* OBJECTIVES
(a) In the feedback session notes, translate this sentence into Spanish: "33 pieces were submitted by 16 different writers."
(b) List the three subtitles the writer of the feedback session notes says they remember.
(c) Write the next part of the feedback session blog, picking up after its last sentence.

* TEXT SHOWN
◇ ◇ ◇ ◇ ◇
Feedback Session 1 Sept 2009This is a featured page


Our first, exciting Factory Feedback Thing was rolled out for the benefit of the Hampstead 5050 project writers.

33 pieces were submitted by 16 different writers.
24 people turned up and of those 9 were writers.
We had 3 hours so there was no stopping for more than a stretch and a cig.

The routine we worked out for this inaugural outing of the Feedback Thing was that we listened to each piece being read (at a bit of a lick) by our obliging readers then responded in turn around the circle taking no more than 30 seconds each. This routine was mainly dictated by the pressure of time but that pressure, in the circumstances, turned out to be an excellent obstruction - focus and energy were very high.
The writers also asked, before the readings, for attention to be paid to particular areas of their piece.

What this meant, was that each respondent would inevitably not have time to say or formulate each point they wanted to make - or to engage with others’ responses - so we will be taking some of the discussion further here, in threads. (Below.)

These were the pieces we looked at:
EVAN - Twelve
JOHN - Poll Tax Riots
NIRJAY - What They Were Gassing on the Street (4.30)
ELENA - Spaceman-A Love Play (9.50)
KOBNA - The Last Magic (6.30)
ROSA - Before Blur Got Big (4.30)
ALAN - Adventure Playground Leeds (6.50)
PAUL - Underwater Love
STEVE - Euro 96

And that was seriously all we could manage in the time we had. Not bad.

I wrote this blog and then trashed my computer and lost it so I am now starting again. All I can remember were the three subtitles I came up with:
"Bran Pit", "Style and Story" and "Briefs Outside Pants".
I wasted two hours holding my head in my hands which was time that could have been better spent - come with me now back to the beginning.

BRAN PIT


TC has this charming and quaint analogy he uses about a Bran Tub. It’s a bit parish fete but it works. He talks about “first-balling”… that is, sticking your hand in the Bran Tub and picking out the first ball you touch. That first ball is your initial Good Idea - your First Response. But what happens if you go further, past the next ball and the next and the next? Till your whole arm is buried deep in the unknowable depths of the Bran Tub and your fingers are sweeping past heavier and denser shoals of bran, past those strange fish no-one has ever seen with torches hanging off their foreheads, weird fiends who lurk in dark pools, where you have to wear a special suit to prevent yourself from being crushed by the weight of distance between you and the world.
◇ ◇ ◇ ◇ ◇
* GIVEN INFORMATION
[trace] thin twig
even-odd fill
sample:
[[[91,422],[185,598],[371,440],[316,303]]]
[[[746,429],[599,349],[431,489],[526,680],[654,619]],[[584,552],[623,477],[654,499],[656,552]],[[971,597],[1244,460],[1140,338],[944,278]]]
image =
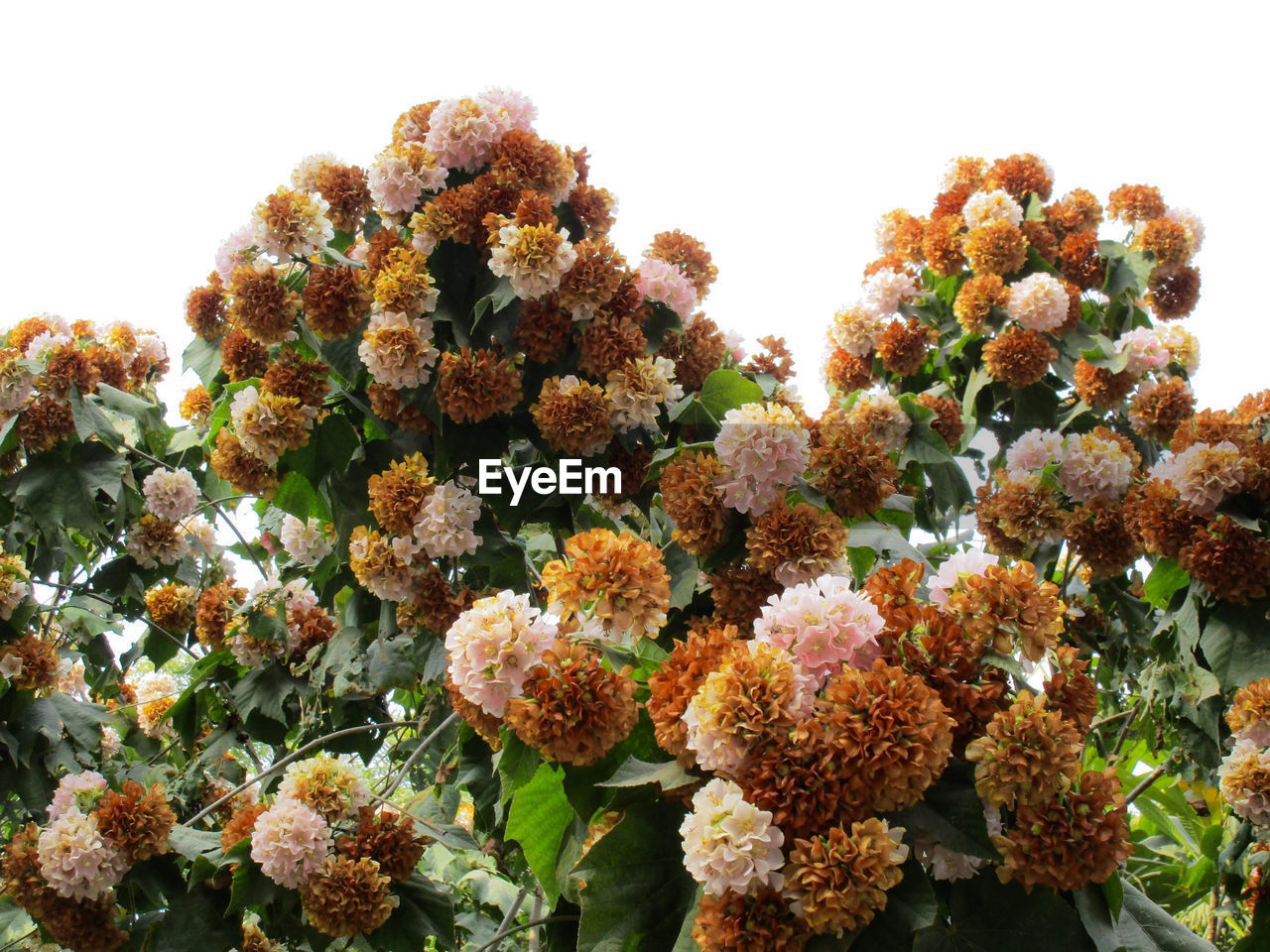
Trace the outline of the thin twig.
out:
◇ ◇ ◇ ◇ ◇
* RESULTS
(a) Se presentaron 33 piezas de 16 escritores diferentes.

(b)
- "Bran Pit"
- "Style and Story"
- "Briefs Outside Pants"

(c)
There.
If you go there, you see, I think this is what I was after - you get Bran Pit.*

This little idea pervaded the evening one way or another, which is at is should be. Most of what we saw were first drafts and in a first draft a writer is still finding their way around the bran tub. Pissing in dark corners. Clutching the First Ball.
For many respondents it was time to get on and tell the story that the writer clearly wanted to tell. Or choose which story, of several in one piece, was the one.

This applies in many different ways - but it goes to really examining what is the impulse behind the piece. If it was to illustrate an event or a period of history, then your work, darls, is cut out.
If it was to show how cleverly you understood the brief then, hon, you is on a hiding to nothing.
But I am betting it is not, in the case of any of our writers, either of these things, not when push comes to frappe - it is to tell a story, scratch an itch.
So locate and scratch.

The general note was it is ok to be in control of your material. We have seen again and again how specificity is rewarded - especially in this environment where, deprived of the usual tools, tying the action down seems so elusive an achievement. If the writer really is in touch with the action of the scene it can go in any direction. The looser this commitment, paradoxically, the less the actors have to chuck themselves at.

It is the writer’s choice to take responsibility for the story - the brief might lull us into thinking areas of fluff can be combed out by the competent actor. Several times it was said of a piece: "I don’t think you should worry too much about that - it’s my job as an actor to sort that out.” But my personal view (and I'll get heated about it) is, as a writer, the last thing I want from the actors is a hand-patting attitude of: “I’ll take care of the tricky bits... don’t you worry.”
They are MY tricky bits.
Thanks.
I’ll keep them in, sweetie, work them out and make them impossible.

To augment that note I’ll add this from Simon Stephens in the Observer on the weekend: “It is the playwright's task... to change the question from 'Why is this happening to me?' to 'Why am I doing this?'”

STYLE AND STORY/ BRIEFS OUTSIDE PANTS


When the brief becomes the drama:
The brief needs to be kicked into touch or left outside the door whining because finally we are not really interested in how the writer fulfills the brief - we want the story. Again this note (which I have this morning decided is the same note) is appropriate for this stage as we are still, generally, getting the hang of balancing the What with the How.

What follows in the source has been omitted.